- Provided passage:
============
Indexing and Selection

Selecting Columns


In [ ]:
df = pd.DataFrame(arr1, index = "Peter,Clarke,Bruce,Tony".split(","), 
                  columns = "Jan,Feb,Mar,Apr".split(","))
df

In [ ]:
# Selecting columns
df[['Jan']]

In [ ]:
df[['Jan','Feb']]

In [ ]:
df[['Mar','Jan']]

It's interesting to note that the offical Pandas documentation refers to DataFrames as:

Can be thought of as a dict-like container for Series objects.

You can access it as a Series as below:


In [ ]:
df['Jan']

In [ ]:
print('Series:', type(df['Jan']))
print('DataFrame:',type(df[['Jan']]))

Using loc and iloc


In [ ]:
df = pd.DataFrame(arr1, index = "Peter,Clarke,Bruce,Tony".split(","), 
                  columns = "Jan,Feb,Mar,Apr".split(","))
df

In [ ]:
# For selecting by Label
df.loc[['Tony']]

In [ ]:
df.loc[['Peter','Bruce']]

In [ ]:
df.loc[['Peter','Bruce'],['Jan','Feb']]

In [ ]:
# All of Peter's data
df.loc[["Peter"]][:]

In [ ]:
df.loc["Peter"][:]

In [ ]:
df

In [ ]:
# Integer-location based indexing for selection by position
# Note how this returns a Dataframe
df.iloc[[0]]

In [ ]:
# and this returns a Series
df.iloc[0]

In [ ]:
# Narrowing down further
df.iloc[[0],[1]]

In [ ]:
# Replicating the results from our use of the loc statement
df.iloc[[0,2]]

In [ ]:
# Compare to df.loc[['Peter','Bruce'],['A','D']]
df.iloc[[0,2],[0,3]]

There's another function named ix. I have rarely used it, and both loc and iloc take care of all my selection needs. You can read about it here.
============
- Rows:
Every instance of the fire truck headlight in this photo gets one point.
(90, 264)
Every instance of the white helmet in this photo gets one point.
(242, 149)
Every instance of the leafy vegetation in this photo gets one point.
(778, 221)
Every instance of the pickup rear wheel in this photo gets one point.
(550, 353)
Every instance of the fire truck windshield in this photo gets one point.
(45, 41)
============
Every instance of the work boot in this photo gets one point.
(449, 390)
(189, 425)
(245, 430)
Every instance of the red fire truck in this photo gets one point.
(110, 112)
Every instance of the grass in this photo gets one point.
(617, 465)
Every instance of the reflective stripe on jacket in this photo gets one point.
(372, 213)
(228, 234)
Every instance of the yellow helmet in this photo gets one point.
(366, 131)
============
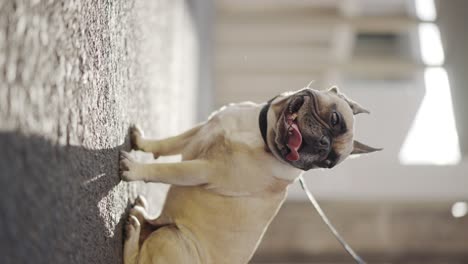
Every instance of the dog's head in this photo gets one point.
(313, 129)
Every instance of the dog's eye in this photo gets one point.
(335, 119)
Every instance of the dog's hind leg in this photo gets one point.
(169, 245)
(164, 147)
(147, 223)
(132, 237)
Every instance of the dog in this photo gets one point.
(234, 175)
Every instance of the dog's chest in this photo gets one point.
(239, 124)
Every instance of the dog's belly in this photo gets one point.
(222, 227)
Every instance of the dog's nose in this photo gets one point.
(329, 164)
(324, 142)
============
- Tasks to complete:
1 > Write out the part of the pandas indexing text above that opens with the words containing "Can be thought" and closes with "print('Series:', type(df['Jan']))".
2 > Find each line of the entries above that contains the word "truck", and copy those lines.

- Answers by task:
1 >
Can be thought of as a dict-like container for Series objects.

You can access it as a Series as below:


In [ ]:
df['Jan']

In [ ]:
print('Series:', type(df['Jan']))

2 >
Every instance of the fire truck headlight in this photo gets one point.
Every instance of the fire truck windshield in this photo gets one point.
Every instance of the red fire truck in this photo gets one point.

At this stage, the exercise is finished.